Task statement: Print the listing below line for line, with no change to any word or number.

== Material for this task ==

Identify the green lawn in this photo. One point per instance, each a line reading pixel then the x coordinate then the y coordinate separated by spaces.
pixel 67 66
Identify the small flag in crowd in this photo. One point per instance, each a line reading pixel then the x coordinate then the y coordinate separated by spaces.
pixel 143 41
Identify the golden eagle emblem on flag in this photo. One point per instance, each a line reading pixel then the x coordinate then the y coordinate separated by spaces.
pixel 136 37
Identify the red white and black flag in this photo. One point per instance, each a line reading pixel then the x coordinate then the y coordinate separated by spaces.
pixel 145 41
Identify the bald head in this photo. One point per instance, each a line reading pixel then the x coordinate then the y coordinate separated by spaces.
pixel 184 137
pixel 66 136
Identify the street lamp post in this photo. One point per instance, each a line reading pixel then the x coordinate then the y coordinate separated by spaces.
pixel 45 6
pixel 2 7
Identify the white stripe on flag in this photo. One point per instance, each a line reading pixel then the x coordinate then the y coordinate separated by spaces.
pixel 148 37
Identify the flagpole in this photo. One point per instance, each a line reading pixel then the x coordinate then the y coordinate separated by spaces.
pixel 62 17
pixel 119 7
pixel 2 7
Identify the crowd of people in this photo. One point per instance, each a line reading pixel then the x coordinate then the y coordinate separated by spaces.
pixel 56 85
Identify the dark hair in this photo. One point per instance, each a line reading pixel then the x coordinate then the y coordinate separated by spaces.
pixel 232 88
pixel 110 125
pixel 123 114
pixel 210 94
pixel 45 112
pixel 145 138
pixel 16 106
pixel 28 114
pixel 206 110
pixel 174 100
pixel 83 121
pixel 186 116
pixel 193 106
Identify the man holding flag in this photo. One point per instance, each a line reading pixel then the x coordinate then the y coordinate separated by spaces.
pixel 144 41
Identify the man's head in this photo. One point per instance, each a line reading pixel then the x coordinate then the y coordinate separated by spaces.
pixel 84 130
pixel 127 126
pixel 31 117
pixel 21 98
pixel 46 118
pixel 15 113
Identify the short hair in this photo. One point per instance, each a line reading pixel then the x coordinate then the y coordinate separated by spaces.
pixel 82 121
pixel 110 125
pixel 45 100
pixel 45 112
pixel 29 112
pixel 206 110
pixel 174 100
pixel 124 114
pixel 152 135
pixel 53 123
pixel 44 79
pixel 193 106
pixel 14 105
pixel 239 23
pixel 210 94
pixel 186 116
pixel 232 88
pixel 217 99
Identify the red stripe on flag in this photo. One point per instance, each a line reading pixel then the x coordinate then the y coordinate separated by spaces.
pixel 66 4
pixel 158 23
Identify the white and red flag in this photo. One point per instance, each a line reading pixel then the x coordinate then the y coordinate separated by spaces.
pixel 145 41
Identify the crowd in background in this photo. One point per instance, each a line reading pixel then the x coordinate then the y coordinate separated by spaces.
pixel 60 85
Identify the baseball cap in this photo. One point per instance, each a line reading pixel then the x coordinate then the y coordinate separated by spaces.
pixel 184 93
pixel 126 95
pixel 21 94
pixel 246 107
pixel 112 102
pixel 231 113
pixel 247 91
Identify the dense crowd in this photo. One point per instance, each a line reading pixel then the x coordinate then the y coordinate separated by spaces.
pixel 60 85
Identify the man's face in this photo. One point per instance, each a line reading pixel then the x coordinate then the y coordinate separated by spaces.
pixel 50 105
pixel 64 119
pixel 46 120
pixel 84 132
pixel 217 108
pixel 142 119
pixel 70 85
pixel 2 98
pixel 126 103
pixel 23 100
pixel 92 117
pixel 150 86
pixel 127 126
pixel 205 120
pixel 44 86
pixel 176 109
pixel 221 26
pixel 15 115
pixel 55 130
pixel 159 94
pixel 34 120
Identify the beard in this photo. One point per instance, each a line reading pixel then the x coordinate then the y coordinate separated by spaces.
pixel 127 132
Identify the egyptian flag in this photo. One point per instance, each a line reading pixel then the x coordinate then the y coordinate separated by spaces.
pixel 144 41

===

Exercise solution:
Identify the green lawn in this photo. One point per instance, each a line reading pixel then the x coordinate then the y coordinate separated by spaces.
pixel 67 66
Identify the small flag in crowd in this photo. One point per instance, each a line reading pixel then the x coordinate then the y coordinate separated by spaces.
pixel 143 41
Identify the golden eagle emblem on flag in this photo. One point per instance, each a line reading pixel then the x coordinate then the y coordinate separated by spaces.
pixel 136 37
Identify the red white and black flag in this photo. One point per instance, each a line reading pixel then the x coordinate then the y coordinate separated by spaces.
pixel 145 41
Identify the bald head in this photo. One point per instance, each a line reading pixel then the x coordinate then the y coordinate separated by spaces.
pixel 184 137
pixel 66 136
Identify the street lamp post in this photo. One point per instance, each a line reading pixel then the x coordinate then the y coordinate separated by spaces.
pixel 45 6
pixel 2 7
Identify the white stripe on flag in this photo. One point per instance, each a line reading pixel then the x coordinate then the y coordinate separated by spaces.
pixel 148 37
Identify the flagpole in this photo. One point per instance, each a line reading pixel then the x coordinate then the y coordinate separated by spaces.
pixel 62 17
pixel 119 7
pixel 2 7
Identify the crowd of people in this photo. One point per instance, each a line reading pixel then the x coordinate then the y coordinate separated by spaces.
pixel 56 85
Identify the dark hair in this photo. One point per instance, each a line reading pixel then the x coordinate then the y coordinate separated by spaces.
pixel 232 88
pixel 110 125
pixel 123 114
pixel 210 94
pixel 45 112
pixel 145 138
pixel 16 106
pixel 28 114
pixel 206 110
pixel 174 100
pixel 83 121
pixel 186 116
pixel 193 106
Identify the man holding flag in this photo. One point per instance, each a line reading pixel then the x coordinate then the y coordinate separated by spaces.
pixel 144 41
Identify the man's head in this photo. One point per instance, each a line reading pixel then the x coordinate then the y coordinate separated by spaces.
pixel 84 130
pixel 127 126
pixel 31 117
pixel 21 98
pixel 46 118
pixel 15 113
Identify the short hair in this photo. One point per instance, each a line reading pixel then the x coordinate then the y coordinate separated by spaces.
pixel 82 121
pixel 110 125
pixel 45 100
pixel 45 112
pixel 29 112
pixel 206 110
pixel 174 100
pixel 124 114
pixel 152 135
pixel 53 123
pixel 44 79
pixel 193 106
pixel 14 105
pixel 239 23
pixel 210 94
pixel 186 116
pixel 232 88
pixel 217 99
Identify the red stripe on flag in this photo. One point per instance, each a line reading pixel then the x coordinate then the y coordinate separated by spaces.
pixel 66 4
pixel 158 23
Identify the white and red flag in this photo. One point per instance, each a line reading pixel then the x coordinate then the y coordinate separated by spaces.
pixel 145 41
Identify the crowd in background in this photo. One point per instance, each a line reading pixel then the x coordinate then the y coordinate separated by spaces.
pixel 60 85
Identify the baseball cap in this photo. One point per instance, each a line reading pixel then the x coordinate then the y coordinate separated by spaces.
pixel 184 93
pixel 126 95
pixel 21 94
pixel 246 107
pixel 112 102
pixel 231 113
pixel 247 91
Identify the dense crowd in this photo. One point per instance, each a line reading pixel then the x coordinate then the y coordinate separated by spaces.
pixel 60 85
Identify the man's face in this photo. One point per instance, each a line reading pixel then the x coordinate then the y coordinate separated by spaces.
pixel 50 105
pixel 64 119
pixel 46 120
pixel 84 132
pixel 217 108
pixel 142 119
pixel 70 85
pixel 2 98
pixel 126 103
pixel 23 100
pixel 92 117
pixel 150 86
pixel 127 126
pixel 205 120
pixel 44 86
pixel 176 109
pixel 221 26
pixel 15 115
pixel 55 130
pixel 159 94
pixel 34 120
Identify the beard in this photo. One point per instance, each a line reading pixel then the x coordinate then the y coordinate separated by spaces.
pixel 127 132
Identify the egyptian flag in this photo. One point per instance, each a line reading pixel then the x coordinate then the y coordinate separated by spaces.
pixel 144 41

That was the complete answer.